▸ Brief: Convert the data below into a numbered list with one item per line, omitting any blank lines.

▸ Data section:
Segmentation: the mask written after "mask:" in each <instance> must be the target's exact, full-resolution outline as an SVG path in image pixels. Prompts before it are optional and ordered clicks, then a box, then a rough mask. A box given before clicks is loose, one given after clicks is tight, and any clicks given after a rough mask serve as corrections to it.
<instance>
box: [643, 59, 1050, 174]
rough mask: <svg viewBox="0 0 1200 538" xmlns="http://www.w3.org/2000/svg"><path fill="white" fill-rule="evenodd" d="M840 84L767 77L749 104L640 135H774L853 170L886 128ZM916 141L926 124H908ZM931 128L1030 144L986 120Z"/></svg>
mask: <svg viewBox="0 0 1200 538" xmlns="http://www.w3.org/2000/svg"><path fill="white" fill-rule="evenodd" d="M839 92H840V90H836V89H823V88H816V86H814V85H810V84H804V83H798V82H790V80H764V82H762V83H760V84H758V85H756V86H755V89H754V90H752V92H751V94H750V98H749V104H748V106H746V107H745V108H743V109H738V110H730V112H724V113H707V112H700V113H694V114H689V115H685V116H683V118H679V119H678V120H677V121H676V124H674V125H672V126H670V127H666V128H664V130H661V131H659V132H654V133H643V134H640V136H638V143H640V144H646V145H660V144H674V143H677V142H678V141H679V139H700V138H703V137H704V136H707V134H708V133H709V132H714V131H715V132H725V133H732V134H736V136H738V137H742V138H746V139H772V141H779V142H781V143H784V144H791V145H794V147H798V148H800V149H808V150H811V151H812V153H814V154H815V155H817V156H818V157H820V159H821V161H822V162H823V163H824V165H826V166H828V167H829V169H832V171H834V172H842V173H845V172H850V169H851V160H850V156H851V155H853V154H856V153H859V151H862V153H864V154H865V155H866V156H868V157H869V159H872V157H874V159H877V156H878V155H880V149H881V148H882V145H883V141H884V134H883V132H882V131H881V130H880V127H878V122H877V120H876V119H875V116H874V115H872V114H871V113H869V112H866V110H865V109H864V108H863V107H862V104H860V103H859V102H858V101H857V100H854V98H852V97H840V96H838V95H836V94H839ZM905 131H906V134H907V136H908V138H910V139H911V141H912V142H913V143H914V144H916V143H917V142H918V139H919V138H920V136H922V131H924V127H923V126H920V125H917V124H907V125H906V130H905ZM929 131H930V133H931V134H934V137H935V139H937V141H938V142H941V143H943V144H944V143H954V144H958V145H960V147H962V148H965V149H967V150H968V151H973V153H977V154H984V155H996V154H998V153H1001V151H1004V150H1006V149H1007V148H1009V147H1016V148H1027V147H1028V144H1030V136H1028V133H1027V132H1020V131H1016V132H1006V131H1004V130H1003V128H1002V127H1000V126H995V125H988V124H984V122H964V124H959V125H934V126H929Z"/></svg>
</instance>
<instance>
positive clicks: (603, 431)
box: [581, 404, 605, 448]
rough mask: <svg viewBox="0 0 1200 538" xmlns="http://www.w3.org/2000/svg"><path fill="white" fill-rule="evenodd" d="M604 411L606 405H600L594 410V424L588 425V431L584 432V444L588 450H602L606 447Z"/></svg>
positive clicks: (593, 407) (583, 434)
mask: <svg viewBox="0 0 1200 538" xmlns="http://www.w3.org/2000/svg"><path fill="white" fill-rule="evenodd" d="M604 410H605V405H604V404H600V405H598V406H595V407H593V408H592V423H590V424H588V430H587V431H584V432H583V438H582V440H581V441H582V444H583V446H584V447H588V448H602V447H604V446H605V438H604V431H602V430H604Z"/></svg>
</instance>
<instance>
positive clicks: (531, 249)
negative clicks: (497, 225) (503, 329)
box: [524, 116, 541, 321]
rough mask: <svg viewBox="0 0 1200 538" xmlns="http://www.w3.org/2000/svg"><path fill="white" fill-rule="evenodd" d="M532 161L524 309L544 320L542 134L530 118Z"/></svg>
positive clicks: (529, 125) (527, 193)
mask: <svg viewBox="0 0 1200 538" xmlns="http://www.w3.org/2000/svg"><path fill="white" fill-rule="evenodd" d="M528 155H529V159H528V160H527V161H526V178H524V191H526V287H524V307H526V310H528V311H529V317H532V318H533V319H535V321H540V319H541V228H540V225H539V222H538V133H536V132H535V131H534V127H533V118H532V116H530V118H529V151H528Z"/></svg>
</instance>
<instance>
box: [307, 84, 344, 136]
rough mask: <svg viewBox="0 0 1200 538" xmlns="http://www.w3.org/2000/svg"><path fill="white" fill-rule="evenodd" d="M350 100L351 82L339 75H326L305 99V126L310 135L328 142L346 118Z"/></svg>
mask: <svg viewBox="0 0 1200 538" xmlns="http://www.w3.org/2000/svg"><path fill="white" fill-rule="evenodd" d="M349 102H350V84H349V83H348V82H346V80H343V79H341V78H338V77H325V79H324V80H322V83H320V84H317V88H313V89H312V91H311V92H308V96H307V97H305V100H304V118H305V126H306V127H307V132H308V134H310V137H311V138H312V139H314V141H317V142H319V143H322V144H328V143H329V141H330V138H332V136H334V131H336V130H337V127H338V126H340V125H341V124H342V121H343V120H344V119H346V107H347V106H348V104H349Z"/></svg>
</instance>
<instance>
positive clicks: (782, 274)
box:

▸ Exercise output:
1. Segmentation: the mask written after "mask:" in each <instance> must be the target's exact, full-resolution outline as an SVG path in image pixels. Prompts before it are optional and ordered clicks, then a box, then a rough mask. A box given before clicks is loose, one given after clicks is tight, and any clicks given after a rough mask serve as corrections to it.
2. <instance>
3. box: [643, 59, 1050, 174]
4. rough mask: <svg viewBox="0 0 1200 538" xmlns="http://www.w3.org/2000/svg"><path fill="white" fill-rule="evenodd" d="M840 84L767 77L749 104L640 135H774L853 170L886 128ZM916 141L926 124H908ZM931 128L1030 144L986 120Z"/></svg>
5. mask: <svg viewBox="0 0 1200 538" xmlns="http://www.w3.org/2000/svg"><path fill="white" fill-rule="evenodd" d="M839 92H840V90H836V89H823V88H816V86H814V85H810V84H804V83H798V82H790V80H764V82H762V83H760V84H758V85H756V86H755V89H754V90H752V92H751V94H750V98H749V104H748V106H746V107H745V108H743V109H738V110H730V112H724V113H707V112H700V113H694V114H689V115H685V116H683V118H679V119H678V120H677V121H676V124H674V125H672V126H670V127H666V128H664V130H661V131H659V132H654V133H643V134H640V136H638V143H640V144H646V145H660V144H674V143H677V142H678V141H679V139H700V138H703V137H704V136H707V134H708V133H709V132H714V131H715V132H725V133H732V134H736V136H738V137H742V138H746V139H772V141H779V142H781V143H784V144H791V145H794V147H798V148H800V149H808V150H811V151H812V153H814V154H815V155H817V156H818V157H820V159H821V161H822V162H823V163H824V165H826V166H828V167H829V169H832V171H834V172H842V173H845V172H850V169H851V160H850V156H851V155H853V154H856V153H859V151H862V153H864V154H865V155H866V156H868V157H869V159H872V157H874V159H877V156H878V155H880V149H881V148H882V145H883V141H884V134H883V132H882V131H881V130H880V127H878V122H877V120H876V119H875V116H874V115H872V114H871V113H869V112H866V110H865V109H864V108H863V107H862V104H860V103H859V102H858V101H857V100H854V98H852V97H840V96H838V95H836V94H839ZM905 131H906V134H907V136H908V138H910V139H911V141H912V142H913V143H914V144H916V143H917V142H918V139H919V138H920V136H922V131H924V127H923V126H920V125H917V124H907V125H906V130H905ZM929 131H930V133H931V134H934V137H935V139H937V141H938V142H941V143H943V144H944V143H954V144H958V145H960V147H962V148H965V149H967V150H968V151H973V153H977V154H984V155H996V154H998V153H1001V151H1004V150H1006V149H1007V148H1009V147H1016V148H1027V147H1028V144H1030V136H1028V133H1027V132H1020V131H1016V132H1006V131H1004V130H1003V128H1002V127H1000V126H995V125H988V124H984V122H964V124H959V125H934V126H929Z"/></svg>
6. </instance>
7. <instance>
8. positive clicks: (603, 431)
9. box: [581, 404, 605, 448]
10. rough mask: <svg viewBox="0 0 1200 538" xmlns="http://www.w3.org/2000/svg"><path fill="white" fill-rule="evenodd" d="M604 411L606 405H600L594 410V424L588 425V431L584 432V444L588 450H602L606 447Z"/></svg>
11. positive clicks: (593, 407) (583, 434)
12. mask: <svg viewBox="0 0 1200 538" xmlns="http://www.w3.org/2000/svg"><path fill="white" fill-rule="evenodd" d="M604 410H605V405H604V404H600V405H598V406H595V407H593V408H592V423H590V424H588V430H587V431H584V432H583V438H582V440H581V441H582V444H583V446H584V447H588V448H602V447H604V446H605V438H604V431H602V430H604Z"/></svg>
13. </instance>
14. <instance>
15. positive clicks: (531, 249)
16. negative clicks: (497, 225) (503, 329)
17. box: [524, 116, 541, 321]
18. rough mask: <svg viewBox="0 0 1200 538" xmlns="http://www.w3.org/2000/svg"><path fill="white" fill-rule="evenodd" d="M532 161L524 309L544 320L542 134L530 118Z"/></svg>
19. positive clicks: (529, 125) (527, 193)
20. mask: <svg viewBox="0 0 1200 538" xmlns="http://www.w3.org/2000/svg"><path fill="white" fill-rule="evenodd" d="M528 155H529V159H528V160H527V161H526V178H524V191H526V287H524V307H526V310H528V311H529V317H532V318H533V319H535V321H540V319H541V228H540V225H539V222H538V133H536V132H535V131H534V127H533V118H532V116H530V118H529V151H528Z"/></svg>
21. </instance>
22. <instance>
23. box: [307, 84, 344, 136]
24. rough mask: <svg viewBox="0 0 1200 538" xmlns="http://www.w3.org/2000/svg"><path fill="white" fill-rule="evenodd" d="M350 100L351 82L339 75H326L305 99V126L310 135L328 142L346 118Z"/></svg>
25. mask: <svg viewBox="0 0 1200 538" xmlns="http://www.w3.org/2000/svg"><path fill="white" fill-rule="evenodd" d="M349 102H350V84H349V83H348V82H346V80H343V79H341V78H338V77H325V79H324V80H322V83H320V84H317V88H313V89H312V91H311V92H308V96H307V97H305V100H304V118H305V126H306V127H307V132H308V134H310V137H311V138H312V139H314V141H317V142H319V143H322V144H328V143H329V141H330V138H332V136H334V131H336V130H337V127H338V126H340V125H341V124H342V121H343V120H344V119H346V107H347V106H348V104H349Z"/></svg>
26. </instance>
27. <instance>
28. positive clicks: (782, 274)
29. box:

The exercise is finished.